Selected excerpt:
=== Section Start ===

Traveling down a winding road
Published 7:00 pm Wednesday, October 24, 2018
As many of you know, I have written a book of my essays and thoughts. Several of you came to a book signing or two over the last month and, of course, I thank you. I have given speeches and traveled some unchartered territory with a new map that often makes no sense, but I just keep on driving down the winding road.
After my third book signing event in Roswell recently, I reflected on the folks who I have met and the questions I have been asked over the last six weeks. The most inquiries and comments I receive are regarding my transparency, my faith and my struggles with clinical depression.
When I think about these three components, I realize just how intertwined they are. I have found during the years, the two factors which help scare depression away are transparency and faith. How many times when folks are depressed do they try to hide sadness behind a veil of untruth?
I knew when I was a young girl, that something about me was different. I was too sensitive and shed too many tears in the quietness of my room. I hurt a lot. I did not want to feel others pain or my own. Instead, I wanted to be normal like my friends. I never wanted anyone to see the truth of just who I was until one day.
On that day I was in the psychiatric unit of a hospital. It was 40 years ago, and I was in a group session one evening with roughly 25 patients and a staff of doctors and nurses who were asking each of us questions.
Sherri was a new patient who had been admitted the week before. She was funny, disturbingly irreverent and could make a crowd feel better with her comedy routines. But a question kept haunting me about her, “Why was she there?”
Sherri was a diabetic. She was driving erratically down the road when police pulled her over believing she was under the influence of drugs or alcohol.

=== Section End ===

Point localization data
=== Section Start ===

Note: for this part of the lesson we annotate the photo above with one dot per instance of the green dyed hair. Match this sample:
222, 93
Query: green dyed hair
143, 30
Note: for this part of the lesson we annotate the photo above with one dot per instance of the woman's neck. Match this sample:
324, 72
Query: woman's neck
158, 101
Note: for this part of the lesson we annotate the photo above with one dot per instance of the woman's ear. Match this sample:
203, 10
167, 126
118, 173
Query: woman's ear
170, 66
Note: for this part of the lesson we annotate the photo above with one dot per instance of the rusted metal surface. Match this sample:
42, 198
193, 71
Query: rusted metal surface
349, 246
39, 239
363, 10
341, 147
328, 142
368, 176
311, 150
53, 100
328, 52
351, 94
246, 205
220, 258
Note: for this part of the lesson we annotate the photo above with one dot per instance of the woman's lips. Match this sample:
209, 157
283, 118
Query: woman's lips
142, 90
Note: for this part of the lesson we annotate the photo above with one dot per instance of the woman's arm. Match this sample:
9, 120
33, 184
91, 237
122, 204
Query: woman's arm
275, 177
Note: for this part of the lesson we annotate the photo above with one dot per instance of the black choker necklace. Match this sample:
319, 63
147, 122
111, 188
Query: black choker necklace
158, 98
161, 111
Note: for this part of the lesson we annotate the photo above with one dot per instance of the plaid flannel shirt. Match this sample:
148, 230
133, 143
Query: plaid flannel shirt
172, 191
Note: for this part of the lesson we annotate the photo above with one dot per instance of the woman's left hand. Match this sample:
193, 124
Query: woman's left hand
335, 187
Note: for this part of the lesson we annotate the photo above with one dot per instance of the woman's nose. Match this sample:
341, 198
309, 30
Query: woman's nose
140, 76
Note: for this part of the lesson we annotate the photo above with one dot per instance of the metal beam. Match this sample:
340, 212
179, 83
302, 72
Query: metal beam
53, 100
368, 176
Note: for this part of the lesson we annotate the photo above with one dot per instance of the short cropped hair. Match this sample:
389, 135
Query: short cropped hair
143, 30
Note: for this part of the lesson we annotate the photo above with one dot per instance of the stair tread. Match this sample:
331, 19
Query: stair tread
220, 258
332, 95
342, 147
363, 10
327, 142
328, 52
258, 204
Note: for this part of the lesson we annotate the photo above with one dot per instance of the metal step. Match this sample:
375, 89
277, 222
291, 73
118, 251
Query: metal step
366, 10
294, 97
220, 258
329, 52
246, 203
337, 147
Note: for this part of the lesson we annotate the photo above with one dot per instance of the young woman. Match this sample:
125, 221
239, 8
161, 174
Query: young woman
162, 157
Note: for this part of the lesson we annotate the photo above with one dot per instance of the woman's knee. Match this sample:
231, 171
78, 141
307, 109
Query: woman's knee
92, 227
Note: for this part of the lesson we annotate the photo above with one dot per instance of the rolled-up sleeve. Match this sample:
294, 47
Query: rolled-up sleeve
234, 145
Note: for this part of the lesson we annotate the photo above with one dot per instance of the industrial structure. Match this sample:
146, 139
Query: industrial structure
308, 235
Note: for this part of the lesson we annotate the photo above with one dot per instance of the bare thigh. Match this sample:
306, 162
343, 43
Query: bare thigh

=== Section End ===

Task instructions:
In the essay about traveling down a winding road, why did police pull Sherri over? These records are separate from the essay and have no connection to it.

Exercise solution:
She was driving erratically, and police believed she was under the influence of drugs or alcohol.